[begin Dataset content]

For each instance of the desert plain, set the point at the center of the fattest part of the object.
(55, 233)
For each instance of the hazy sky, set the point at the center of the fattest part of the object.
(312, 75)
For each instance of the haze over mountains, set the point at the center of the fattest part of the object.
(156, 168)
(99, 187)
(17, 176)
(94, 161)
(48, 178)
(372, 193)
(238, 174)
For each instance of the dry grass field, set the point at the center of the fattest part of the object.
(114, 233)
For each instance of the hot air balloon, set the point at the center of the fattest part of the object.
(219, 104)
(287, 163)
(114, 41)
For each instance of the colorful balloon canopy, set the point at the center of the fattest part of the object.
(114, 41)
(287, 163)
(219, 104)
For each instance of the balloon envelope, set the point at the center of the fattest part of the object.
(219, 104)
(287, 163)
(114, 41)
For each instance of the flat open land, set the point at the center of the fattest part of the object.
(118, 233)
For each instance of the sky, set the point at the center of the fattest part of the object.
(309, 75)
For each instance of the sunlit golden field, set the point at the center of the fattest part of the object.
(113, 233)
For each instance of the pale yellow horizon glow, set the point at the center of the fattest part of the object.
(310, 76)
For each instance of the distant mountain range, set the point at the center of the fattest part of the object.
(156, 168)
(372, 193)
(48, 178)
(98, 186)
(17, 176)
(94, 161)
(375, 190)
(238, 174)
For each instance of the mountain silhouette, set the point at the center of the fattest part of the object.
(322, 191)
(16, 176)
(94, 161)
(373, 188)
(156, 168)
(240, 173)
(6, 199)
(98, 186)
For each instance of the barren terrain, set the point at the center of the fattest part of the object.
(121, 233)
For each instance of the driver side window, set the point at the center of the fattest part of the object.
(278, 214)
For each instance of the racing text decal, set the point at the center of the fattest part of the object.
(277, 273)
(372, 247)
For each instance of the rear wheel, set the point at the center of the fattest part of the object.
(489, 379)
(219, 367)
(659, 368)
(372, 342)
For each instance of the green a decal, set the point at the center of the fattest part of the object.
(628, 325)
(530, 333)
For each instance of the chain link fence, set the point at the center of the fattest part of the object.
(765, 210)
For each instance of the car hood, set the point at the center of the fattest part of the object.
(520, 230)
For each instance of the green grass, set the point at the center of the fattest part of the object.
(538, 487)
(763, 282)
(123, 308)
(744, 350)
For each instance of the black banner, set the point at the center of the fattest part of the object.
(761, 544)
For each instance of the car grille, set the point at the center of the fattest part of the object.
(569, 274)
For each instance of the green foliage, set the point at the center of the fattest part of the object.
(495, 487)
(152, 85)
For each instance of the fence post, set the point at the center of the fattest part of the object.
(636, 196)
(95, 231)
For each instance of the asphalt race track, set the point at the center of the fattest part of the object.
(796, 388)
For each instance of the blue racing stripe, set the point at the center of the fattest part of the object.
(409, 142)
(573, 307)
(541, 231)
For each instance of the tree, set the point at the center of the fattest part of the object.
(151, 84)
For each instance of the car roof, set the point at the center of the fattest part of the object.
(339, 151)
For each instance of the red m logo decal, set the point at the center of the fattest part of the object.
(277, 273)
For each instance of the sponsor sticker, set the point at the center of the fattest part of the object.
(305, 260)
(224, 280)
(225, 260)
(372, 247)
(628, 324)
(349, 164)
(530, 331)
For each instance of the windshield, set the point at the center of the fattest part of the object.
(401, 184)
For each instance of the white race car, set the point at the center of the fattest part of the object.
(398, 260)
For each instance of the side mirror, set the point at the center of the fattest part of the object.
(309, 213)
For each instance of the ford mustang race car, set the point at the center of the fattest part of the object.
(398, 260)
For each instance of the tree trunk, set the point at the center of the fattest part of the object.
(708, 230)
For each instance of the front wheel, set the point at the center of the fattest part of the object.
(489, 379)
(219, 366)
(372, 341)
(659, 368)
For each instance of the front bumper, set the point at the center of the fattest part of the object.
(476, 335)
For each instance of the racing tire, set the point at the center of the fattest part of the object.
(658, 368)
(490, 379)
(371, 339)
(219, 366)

[end Dataset content]

#### Work instructions
Present every line of the listing above as a numbered list, omitting any blank lines.

#### Result for this task
1. For each instance of the desert plain, set the point at the center of the fattest part of the object.
2. (55, 233)
3. For each instance of the hazy sky, set the point at the center of the fattest part of the object.
4. (312, 75)
5. For each instance of the haze over mountains, set the point at the center of the fattest part of the object.
6. (156, 168)
7. (99, 187)
8. (17, 176)
9. (94, 161)
10. (48, 178)
11. (372, 193)
12. (238, 174)
13. For each instance of the dry grass field, set the point at the center of the fattest part of the object.
14. (114, 233)
15. For each instance of the hot air balloon, set the point at the center of the fattest part of the object.
16. (219, 104)
17. (287, 163)
18. (114, 41)
19. For each instance of the colorful balloon canopy, set the point at the center of the fattest part of the object.
20. (114, 41)
21. (287, 163)
22. (219, 104)
23. For each instance of the balloon envelope, set the point at the center of the fattest part of the object.
24. (219, 104)
25. (287, 163)
26. (114, 41)
27. For each instance of the flat open land, set the point at the center of the fattest part of the object.
28. (118, 233)
29. For each instance of the sky, set the point at the center of the fattest part of the object.
30. (309, 75)
31. For each instance of the sunlit golden field, set the point at the center of the fattest part of the object.
32. (113, 233)
33. For each instance of the pale yellow horizon glow, set the point at the center of the fattest part of the object.
34. (310, 76)
35. For each instance of the distant mountain range, set the point at the center of the fattest part of the object.
36. (156, 168)
37. (372, 193)
38. (48, 178)
39. (98, 186)
40. (17, 176)
41. (94, 161)
42. (375, 190)
43. (238, 174)
44. For each instance of the mountain silhouette, set the point at the center of the fattest part of the object.
45. (322, 191)
46. (16, 176)
47. (94, 161)
48. (373, 188)
49. (156, 168)
50. (240, 173)
51. (6, 199)
52. (98, 186)
53. For each instance of the barren terrain, set the point at the center of the fattest part of the object.
54. (121, 233)
55. For each instance of the driver side window, set the point at the center of the fattest part of the object.
56. (278, 214)
57. For each instance of the racing text decal, set the point at the center of the fattest part of the object.
58. (277, 273)
59. (372, 247)
60. For each instance of the rear wheel, set the point at the center of the fattest part of the object.
61. (489, 379)
62. (219, 367)
63. (659, 368)
64. (372, 342)
65. For each instance of the green a decal, set the point at the center of the fattest part of the object.
66. (628, 325)
67. (530, 333)
68. For each instance of the chain link fence, set the point at the center of the fattest part of the object.
69. (765, 210)
70. For each instance of the car hood, set the point at the center of the fattest part of the object.
71. (520, 230)
72. For each instance of the green grass, set the point at the center of the fattest part of the object.
73. (538, 487)
74. (763, 282)
75. (123, 308)
76. (744, 350)
77. For each instance of the black banner, set the point at the center of the fattest part of the object.
78. (761, 544)
79. For each instance of the car grille, set the point at the center of the fattest part of the object.
80. (569, 274)
81. For each instance of the green foliage, set the point at the center of the fattest part of the object.
82. (495, 487)
83. (152, 85)
84. For each instance of the fence post, set the point at the center of the fattest part of the object.
85. (636, 196)
86. (95, 231)
87. For each instance of the asphalt race track, set the point at the center of the fattest part of the object.
88. (796, 388)
89. For each instance of the blue racing stripe, set the point at the center of the fattest part of the object.
90. (409, 142)
91. (573, 307)
92. (541, 231)
93. For each instance of the tree, set the point at the center of the fattest part of the object.
94. (151, 84)
95. For each instance of the car roof, set the point at the center of the fattest part of the object.
96. (339, 151)
97. For each instance of the red m logo decal, set the point at the center of the fattest part of the object.
98. (277, 273)
99. For each instance of the sponsor sticker, set the point at the center of the fattest part of the object.
100. (305, 260)
101. (224, 280)
102. (225, 260)
103. (372, 247)
104. (628, 324)
105. (349, 164)
106. (530, 331)
107. For each instance of the windshield, set the point at the center of the fattest part of the object.
108. (401, 184)
109. For each instance of the white race car, set the point at the center of the fattest part of the object.
110. (398, 260)
111. For each instance of the side mirror, set the point at the center of the fattest part of the object.
112. (309, 213)
113. For each instance of the ford mustang race car, set the point at the center of the fattest part of the object.
114. (398, 260)
115. For each instance of the tree trunk, set the point at the center of the fattest part of the object.
116. (708, 230)
117. For each instance of the front wheel, set the point at the center of the fattest part of the object.
118. (489, 379)
119. (219, 366)
120. (372, 341)
121. (659, 368)
122. For each instance of the front bumper, set the point at the center of the fattest part of the object.
123. (476, 335)
124. For each instance of the racing tire, set the point at the center of the fattest part of the object.
125. (658, 368)
126. (490, 379)
127. (371, 339)
128. (219, 366)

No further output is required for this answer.